## [Task brief]
Select every line in the records below that contains the string "flower".

## [Supplied information]
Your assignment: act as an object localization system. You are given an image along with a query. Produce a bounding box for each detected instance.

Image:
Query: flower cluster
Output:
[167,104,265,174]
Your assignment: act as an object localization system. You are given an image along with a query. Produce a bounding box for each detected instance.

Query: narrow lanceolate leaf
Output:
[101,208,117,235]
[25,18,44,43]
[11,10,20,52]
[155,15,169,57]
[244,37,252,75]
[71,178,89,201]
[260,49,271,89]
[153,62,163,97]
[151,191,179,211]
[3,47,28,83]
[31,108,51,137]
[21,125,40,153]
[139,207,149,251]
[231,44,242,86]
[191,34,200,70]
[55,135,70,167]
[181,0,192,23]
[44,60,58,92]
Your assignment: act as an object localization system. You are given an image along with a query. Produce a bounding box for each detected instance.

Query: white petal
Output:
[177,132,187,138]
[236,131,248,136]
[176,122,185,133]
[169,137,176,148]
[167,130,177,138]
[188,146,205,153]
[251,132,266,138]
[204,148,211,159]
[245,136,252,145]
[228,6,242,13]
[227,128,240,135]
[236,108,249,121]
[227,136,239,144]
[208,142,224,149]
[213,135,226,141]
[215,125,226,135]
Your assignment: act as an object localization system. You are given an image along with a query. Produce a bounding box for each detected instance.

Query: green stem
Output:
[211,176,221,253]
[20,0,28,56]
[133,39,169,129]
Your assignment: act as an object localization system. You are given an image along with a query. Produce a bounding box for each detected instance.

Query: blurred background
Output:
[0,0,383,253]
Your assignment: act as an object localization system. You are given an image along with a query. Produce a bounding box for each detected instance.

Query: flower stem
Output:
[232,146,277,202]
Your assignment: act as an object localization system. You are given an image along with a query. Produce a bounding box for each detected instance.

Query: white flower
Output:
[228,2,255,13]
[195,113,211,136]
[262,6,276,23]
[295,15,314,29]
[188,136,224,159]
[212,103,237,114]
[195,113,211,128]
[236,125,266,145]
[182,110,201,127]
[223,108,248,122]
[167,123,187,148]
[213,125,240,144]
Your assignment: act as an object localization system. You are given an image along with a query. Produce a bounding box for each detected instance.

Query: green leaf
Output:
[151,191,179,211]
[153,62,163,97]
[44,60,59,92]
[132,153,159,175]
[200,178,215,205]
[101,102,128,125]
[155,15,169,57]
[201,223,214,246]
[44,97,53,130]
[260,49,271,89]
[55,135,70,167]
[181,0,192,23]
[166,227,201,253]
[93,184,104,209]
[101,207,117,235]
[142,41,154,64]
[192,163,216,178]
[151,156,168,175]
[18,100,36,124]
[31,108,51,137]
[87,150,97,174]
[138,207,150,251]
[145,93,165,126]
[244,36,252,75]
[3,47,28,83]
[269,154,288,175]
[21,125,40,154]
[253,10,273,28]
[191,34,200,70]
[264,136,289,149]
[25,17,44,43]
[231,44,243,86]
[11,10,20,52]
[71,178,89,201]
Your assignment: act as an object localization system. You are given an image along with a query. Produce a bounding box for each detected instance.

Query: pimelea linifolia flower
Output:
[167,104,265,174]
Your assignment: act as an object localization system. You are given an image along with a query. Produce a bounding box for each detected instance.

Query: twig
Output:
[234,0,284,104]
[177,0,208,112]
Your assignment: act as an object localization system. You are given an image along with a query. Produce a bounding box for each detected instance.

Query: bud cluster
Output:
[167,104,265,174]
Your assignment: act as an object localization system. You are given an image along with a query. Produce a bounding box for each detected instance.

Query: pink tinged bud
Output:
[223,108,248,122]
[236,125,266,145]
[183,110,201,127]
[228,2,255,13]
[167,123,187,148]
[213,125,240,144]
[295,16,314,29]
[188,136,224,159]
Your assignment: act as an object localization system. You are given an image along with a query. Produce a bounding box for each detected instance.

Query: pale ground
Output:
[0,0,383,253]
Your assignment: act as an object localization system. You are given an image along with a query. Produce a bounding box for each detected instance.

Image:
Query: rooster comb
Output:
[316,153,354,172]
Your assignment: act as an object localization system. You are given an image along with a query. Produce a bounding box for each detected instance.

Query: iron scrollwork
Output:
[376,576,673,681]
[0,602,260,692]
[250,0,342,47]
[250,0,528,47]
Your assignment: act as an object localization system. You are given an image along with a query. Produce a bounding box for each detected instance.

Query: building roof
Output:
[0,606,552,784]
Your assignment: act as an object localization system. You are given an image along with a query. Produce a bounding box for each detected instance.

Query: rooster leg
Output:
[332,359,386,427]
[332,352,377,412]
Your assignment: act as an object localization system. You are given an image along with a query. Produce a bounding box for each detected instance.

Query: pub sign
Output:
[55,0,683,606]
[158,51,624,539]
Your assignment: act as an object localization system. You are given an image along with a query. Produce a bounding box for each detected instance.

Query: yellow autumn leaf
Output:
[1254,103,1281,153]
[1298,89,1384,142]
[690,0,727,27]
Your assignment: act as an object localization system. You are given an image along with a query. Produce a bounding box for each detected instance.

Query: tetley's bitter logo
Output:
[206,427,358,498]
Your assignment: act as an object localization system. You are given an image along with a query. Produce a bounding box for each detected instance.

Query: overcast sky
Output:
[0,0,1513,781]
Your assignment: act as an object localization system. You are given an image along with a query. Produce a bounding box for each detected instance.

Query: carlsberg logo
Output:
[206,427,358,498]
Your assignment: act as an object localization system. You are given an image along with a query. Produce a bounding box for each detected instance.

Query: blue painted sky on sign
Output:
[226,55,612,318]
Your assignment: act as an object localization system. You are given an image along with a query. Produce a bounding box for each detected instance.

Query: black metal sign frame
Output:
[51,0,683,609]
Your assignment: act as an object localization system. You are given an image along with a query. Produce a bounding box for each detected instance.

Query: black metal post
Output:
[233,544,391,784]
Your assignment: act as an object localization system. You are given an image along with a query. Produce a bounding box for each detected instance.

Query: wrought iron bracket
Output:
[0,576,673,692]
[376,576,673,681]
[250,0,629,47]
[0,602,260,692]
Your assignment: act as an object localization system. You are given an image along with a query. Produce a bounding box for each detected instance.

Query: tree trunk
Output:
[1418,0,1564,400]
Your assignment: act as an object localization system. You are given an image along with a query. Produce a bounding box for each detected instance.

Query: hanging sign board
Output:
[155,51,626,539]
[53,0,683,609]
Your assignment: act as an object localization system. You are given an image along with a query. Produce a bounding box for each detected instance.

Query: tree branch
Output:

## [Solution]
Query: flower cluster
Query: flower stem
Query: white flower
Query: pimelea linifolia flower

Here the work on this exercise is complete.